> [Task directions]:
Extract the records in full, leaving every picture out.

═══

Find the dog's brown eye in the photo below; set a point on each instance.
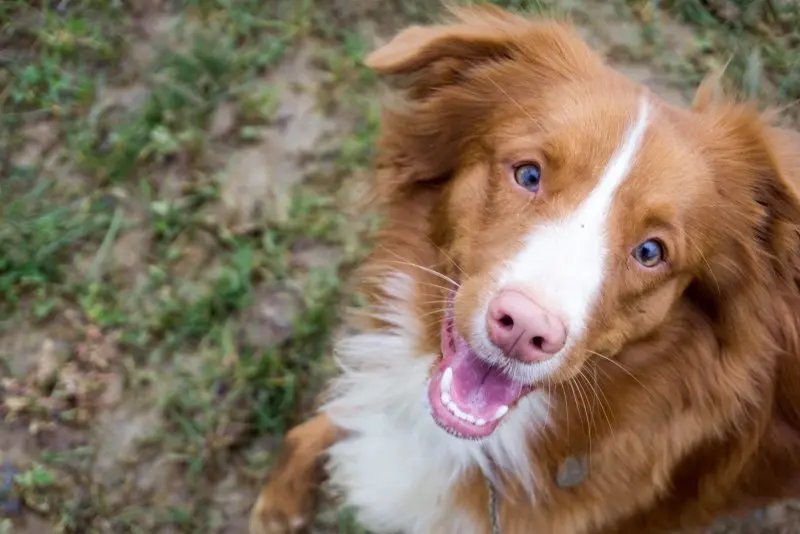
(528, 175)
(649, 253)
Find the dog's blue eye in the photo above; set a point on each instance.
(528, 175)
(649, 253)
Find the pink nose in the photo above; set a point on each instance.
(522, 329)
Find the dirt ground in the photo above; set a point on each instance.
(177, 182)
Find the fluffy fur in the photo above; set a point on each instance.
(679, 385)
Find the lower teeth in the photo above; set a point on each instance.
(447, 402)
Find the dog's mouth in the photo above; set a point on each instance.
(468, 397)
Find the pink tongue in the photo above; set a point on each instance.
(477, 388)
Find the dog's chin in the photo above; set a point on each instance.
(468, 397)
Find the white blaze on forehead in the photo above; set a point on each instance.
(563, 262)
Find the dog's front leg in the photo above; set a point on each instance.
(286, 501)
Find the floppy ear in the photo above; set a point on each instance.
(477, 32)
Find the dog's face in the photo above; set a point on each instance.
(575, 210)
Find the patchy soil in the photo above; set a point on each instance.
(178, 226)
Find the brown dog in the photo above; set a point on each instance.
(585, 313)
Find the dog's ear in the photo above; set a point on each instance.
(439, 55)
(478, 32)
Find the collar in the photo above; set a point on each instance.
(494, 516)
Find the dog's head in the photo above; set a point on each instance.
(571, 214)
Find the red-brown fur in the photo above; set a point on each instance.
(698, 414)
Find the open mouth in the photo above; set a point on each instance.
(468, 397)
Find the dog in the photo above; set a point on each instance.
(583, 309)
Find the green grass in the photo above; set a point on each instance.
(106, 175)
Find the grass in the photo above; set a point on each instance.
(117, 128)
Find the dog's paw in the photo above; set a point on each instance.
(278, 511)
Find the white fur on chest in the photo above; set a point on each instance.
(398, 468)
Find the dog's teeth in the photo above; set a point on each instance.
(501, 411)
(447, 380)
(453, 409)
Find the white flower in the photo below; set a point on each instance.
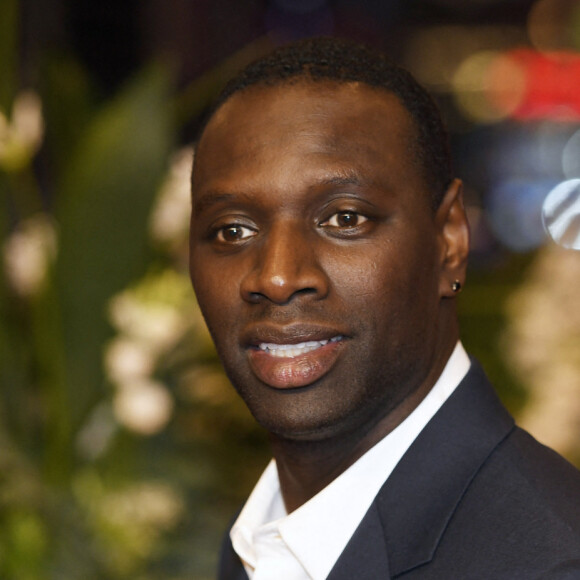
(143, 406)
(21, 136)
(170, 216)
(27, 254)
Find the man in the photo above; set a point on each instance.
(328, 243)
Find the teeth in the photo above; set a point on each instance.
(293, 350)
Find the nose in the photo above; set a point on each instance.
(285, 267)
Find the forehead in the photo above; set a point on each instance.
(308, 125)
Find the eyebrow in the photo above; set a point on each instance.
(211, 198)
(215, 197)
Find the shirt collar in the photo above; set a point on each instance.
(318, 531)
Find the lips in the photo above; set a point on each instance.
(294, 356)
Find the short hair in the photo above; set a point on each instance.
(341, 60)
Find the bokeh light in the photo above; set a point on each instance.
(561, 214)
(514, 210)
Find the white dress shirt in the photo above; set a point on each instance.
(305, 544)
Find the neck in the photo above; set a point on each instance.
(305, 467)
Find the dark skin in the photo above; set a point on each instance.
(322, 270)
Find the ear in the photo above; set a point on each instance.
(453, 229)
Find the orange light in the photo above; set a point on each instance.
(551, 87)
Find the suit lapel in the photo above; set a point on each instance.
(419, 498)
(230, 565)
(364, 558)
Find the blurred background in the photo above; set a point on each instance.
(124, 451)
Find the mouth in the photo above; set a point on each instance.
(295, 350)
(295, 356)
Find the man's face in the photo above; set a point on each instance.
(315, 255)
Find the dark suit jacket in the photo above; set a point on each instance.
(474, 497)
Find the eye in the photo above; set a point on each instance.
(233, 233)
(345, 220)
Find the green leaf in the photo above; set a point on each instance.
(102, 210)
(9, 33)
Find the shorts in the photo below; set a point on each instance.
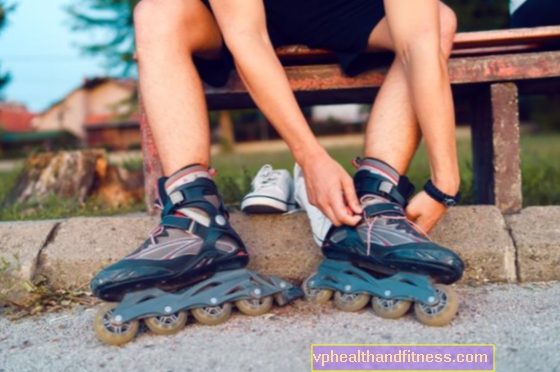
(341, 26)
(535, 13)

═══

> [Exercise answer]:
Find the dog's brown eye in the photo below; set a point on each instance.
(528, 175)
(649, 253)
Find the dog's blue eye in the photo above; set a point on each instance.
(528, 175)
(649, 253)
Find the pink nose in the photo above; set a point on each instance.
(522, 329)
Find the dirt ground in the photo above; set a point on each instance.
(177, 182)
Find the fluffy fur in the photo above; set a point on each instance.
(679, 385)
Find the lower teeth in the photo above; set a point on each instance.
(447, 402)
Find the dog's mouth in the photo above; set a point on each instance.
(468, 397)
Find the pink tongue in the photo above; set a point on each instance.
(477, 388)
Find the dog's chin in the photo above; set a point on each instance.
(468, 397)
Find the white blaze on forehead in the photo above; set a point on each instance.
(563, 262)
Find the dog's front leg in the photo above; set a point on each instance.
(286, 501)
Find the floppy ear in the photo above; set a point on each instance.
(477, 32)
Find the dog's face in the photo above; set a point on each instance.
(575, 210)
Find the patchy soil in the photo above; set a point on each instance.
(178, 226)
Find the brown dog in the photo above; set a point on each instance.
(585, 313)
Find the dog's ear in the photo above; set a point on each instance.
(439, 55)
(478, 32)
Find the collar in the photo above; set a point on each instance.
(494, 516)
Find the dog's head in the photo above; set a point on each instance.
(571, 214)
Find the red-brown fur in the photo above; set a point on each instance.
(698, 414)
Find the open mouth in the photo above; set a point on each instance.
(468, 397)
Find the dog in the photo above; set a point on each instance.
(583, 309)
Find the green grass in the photo above; set a point on each instance.
(106, 175)
Find the grass in the photo above; set a point on each instance.
(117, 128)
Find the dog's paw in the photo above; set a point on each instance.
(278, 511)
Find the white fur on chest in the photo above; set a point on each instance.
(398, 468)
Find the dog's teeth in the photo above; set a point on each instance.
(501, 411)
(447, 380)
(453, 409)
Find the white flower in the photo below; set a point on each instance.
(143, 406)
(21, 136)
(170, 216)
(27, 254)
Find the man in the photo above; set a point on each instance.
(328, 243)
Find the teeth in the photo above; set a point on each instance.
(293, 350)
Find the nose in the photo above; set a point on each instance.
(285, 267)
Find the forehead in the photo above; set a point on each instance.
(308, 125)
Find the eyebrow in the photo above; set a point on each instance.
(211, 198)
(215, 197)
Find the shirt collar in the photo above; set a point on each instance.
(318, 531)
Find the lips in the photo above; set a point on each instance.
(294, 356)
Find the short hair in the photo above; set a point on each instance.
(341, 60)
Find the bokeh light in the photo above; set a point on each instance.
(561, 214)
(514, 210)
Find the white dress shirt in the photo above; set a point on each instance.
(305, 544)
Find the neck in the photo above; set a point on each instance.
(305, 467)
Find the dark skin in the photo above; set a point on each instance.
(322, 270)
Find the ear in the photo above; set a point on each instance.
(453, 229)
Find the orange light in the photo above; set a point on each instance.
(551, 87)
Find the suit lapel in the photo above; set a point on each instance.
(419, 498)
(230, 565)
(364, 558)
Find the blurred background in the photo above; set a point on each instance.
(124, 451)
Find the mouth in the photo above; set a point on each instance.
(295, 350)
(295, 356)
Find the man's face in the photo above; set a point on each instance.
(315, 255)
Find the dark suit jacket in the photo above; set a point on each instance.
(474, 497)
Find the eye in the photo above; set a point on each instance.
(233, 233)
(345, 220)
Find the green leaf in the photo above; set a point on each instance.
(102, 210)
(9, 33)
Find the shorts in the photo below; set a point on each instance.
(341, 26)
(535, 13)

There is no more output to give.